EXCERPTED PASSAGE:

A friendly contest among neighbors has become an annual rite around Lake Arrowhead.

October 30, 2002|Duane Noriyuki | Times Staff Writer

It was a season of skinny pumpkins and fat squirrels. Seemingly in conspiracy against contestants in the pumpkin-growing contest, squirrels and their pillaging ilk -- gophers, raccoons and bears -- were on the attack. Traps and chicken wire were strategically placed. One woman stood watch with a BB gun, challenging the intruders to show themselves.

Many pumpkins that were not poached merely withered on the vine without explanation. One of the contestants, Cathy Burns, accepted part of the blame herself. "Growing pumpkins is a metaphor for raising children," she said. "If I spent more time out here there would probably be fewer squirrels. I could keep the riffraff out."

By midsummer considerable damage had been done and Burns wasn't sure if she and husband Brad could make a run for October's reward -- top prize in the annual Lake Arrowhead-area competition in which they and their neighbors had been going pumpkin to pumpkin for years. The contest is friendly, as long as you're not a ground squirrel.

The pumpkins here in the San Bernardino Mountains don't grow as large as those in other parts of the country, some of which weigh more than 1,000 pounds. In this competition, the record, set last year, is 208 pounds.

Because in the heat of things contestants typically mislead each other about the size of their pumpkins -- overstating to breed consternation, understating to breed overconfidence -- they are forced to drive around sneaking peeks at others' gardens. What they found this year were fewer and smaller pumpkins, but also tales of persistence, of odds overcome. Just down the road from the Burnses, such a story unfolded.

The Dahlquists last year planted their patch in back of the house. They diligently watered and fertilized, then waited and waited and waited, but not a single pumpkin resulted. A less determined family may have held onto its $15 entry fee this year. Not the Dahlquists. They planted again, this time in front, but midway through the season, the squirrels feasted. It looked like another washout, but then they noticed something strange happening in back. They didn't plant anything there this year, but vines were growing in last year's patch.

And, alas, there grew ... something. At first they thought it was a zucchini. It was green and long, but then it started to round out. Cecile Dahlquist called Cathy Burns and told her the story.

"A miracle" was Burns' initial reaction. Then after further consideration, she surmised, a watermelon. It came to be known as a "wumpkin," part watermelon, part pumpkin.

Dahlquist had another name for it. She called it her duck. When she was pregnant with Nicolas, her oldest son, she dreamed she gave birth to a duck, and when the duck was born, she said she didn't care that it was a duck. It was a beautiful duck, and it was her duck and she loved it just the same.

GIVEN EXERCISE 1: Summarize the article on the Lake Arrowhead pumpkin contest in two sentences.
GIVEN EXERCISE 2: Extend the article on the Lake Arrowhead pumpkin contest, picking up after its final sentence.
The entries below play no part in this work.

PROVIDED INFORMATION:
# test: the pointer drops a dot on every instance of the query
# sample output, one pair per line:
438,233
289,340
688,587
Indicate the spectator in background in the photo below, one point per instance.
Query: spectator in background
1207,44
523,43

--

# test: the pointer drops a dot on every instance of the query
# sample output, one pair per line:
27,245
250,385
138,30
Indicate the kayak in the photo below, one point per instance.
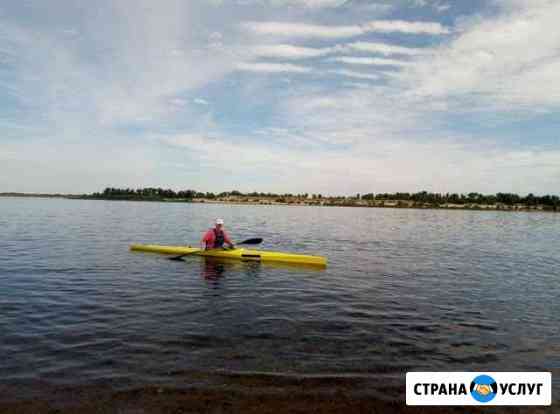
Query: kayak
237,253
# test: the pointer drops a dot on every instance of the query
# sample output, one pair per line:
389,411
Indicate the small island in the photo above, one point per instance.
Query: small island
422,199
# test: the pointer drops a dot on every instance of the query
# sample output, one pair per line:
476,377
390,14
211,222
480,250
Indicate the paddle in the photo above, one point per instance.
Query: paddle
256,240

==

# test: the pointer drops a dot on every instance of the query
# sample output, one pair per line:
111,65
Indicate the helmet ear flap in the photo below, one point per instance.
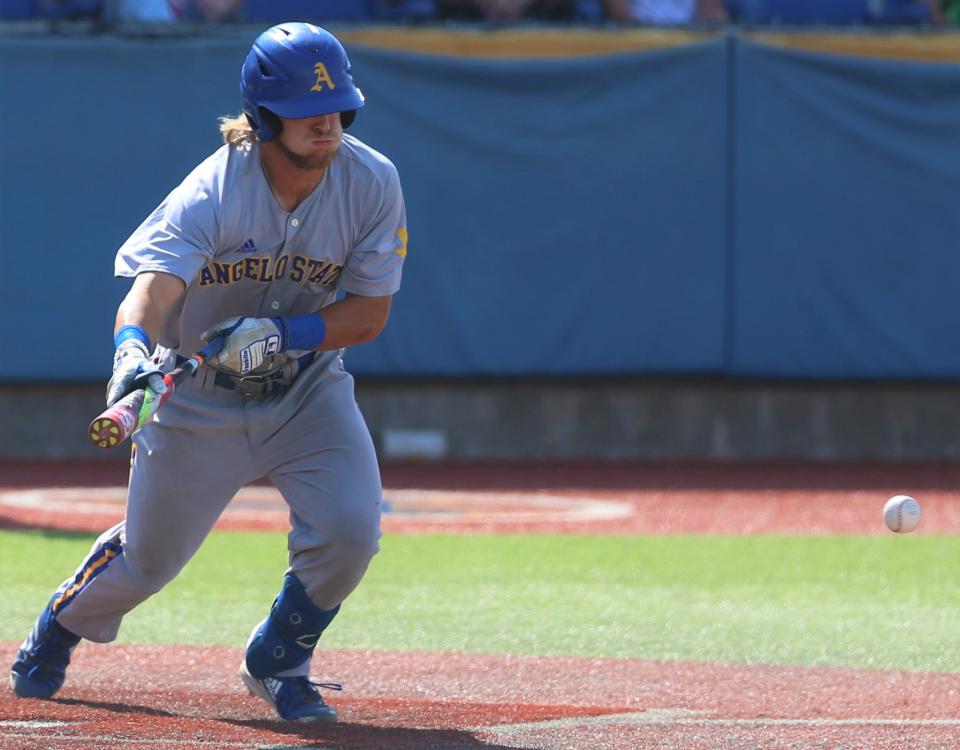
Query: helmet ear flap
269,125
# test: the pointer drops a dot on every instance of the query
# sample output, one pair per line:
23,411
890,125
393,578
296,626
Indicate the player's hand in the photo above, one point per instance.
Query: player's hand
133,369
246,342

EXPECTED ANSWER 1: This season, squirrels, gophers, raccoons and bears attacked the gardens of entrants in the annual Lake Arrowhead-area pumpkin-growing contest, and competitors found fewer and smaller pumpkins than before. The Dahlquists had no pumpkins the previous year and lost their new front patch to squirrels, but vines sprang up in last year's back patch and produced a green, rounding growth dubbed a "wumpkin," which Cecile Dahlquist called her duck.

EXPECTED ANSWER 2:
The Dahlquists' wumpkin grew slowly and showed little promise of ever being big enough to compete with the others, but that didn't matter. It was theirs, and it was beautiful.

Talk of the town

By midsummer, everyone was talking about Ron Bench's pumpkins. While others were the size of golf balls or baseballs, Bench's were the size of basketballs and even beach balls.

A retired firefighter-EMT who runs a painting business his father started in 1964, Bench, 55, is a farmer at heart. On his one acre are chickens and pigeons, fruit trees, vegetables and many varieties of flowers.

For 34 years, he fought fires and helped people in emergencies. He once got a call of a woman suffering a stroke. When he heard the address, he knew it was his grandmother, and when he arrived, she was already dead.

It's nice now, he says, to no longer hear the firehouse alarms. Instead he hears the rooster's crow well before sunrise, then the silence of early morn. He gathers eggs and shares them with neighbors, sponsors a youth soccer team. Grows pumpkins.

Typically, Jerry Fulton, fellow contestant and founder of the contest 13 years ago, keeps a close eye on Bench's pumpkins. This year, however, he hasn't had much time for spying on the competition. He and wife Kay put their home of 33 years on the market, and by early August, there were buyers. The new owners were pre-qualified and wanted to move in quickly, but Fulton balked. He needed time, he said, to grow his pumpkins.

A contestant's priorities

"The agent told me I should get my priorities straight," said Fulton, 63. "He asked me, 'What do you want, your money or your pumpkins?' I told him I did have my priorities straight. That's how important my pumpkins are to me."

On a foggy day in late September, Fulton, with knife in hand, walked down to his pumpkin patch. He had been busy planning his high school reunion and getting the house ready for new owners. Harvesting his final pumpkin was one of the few remaining tasks.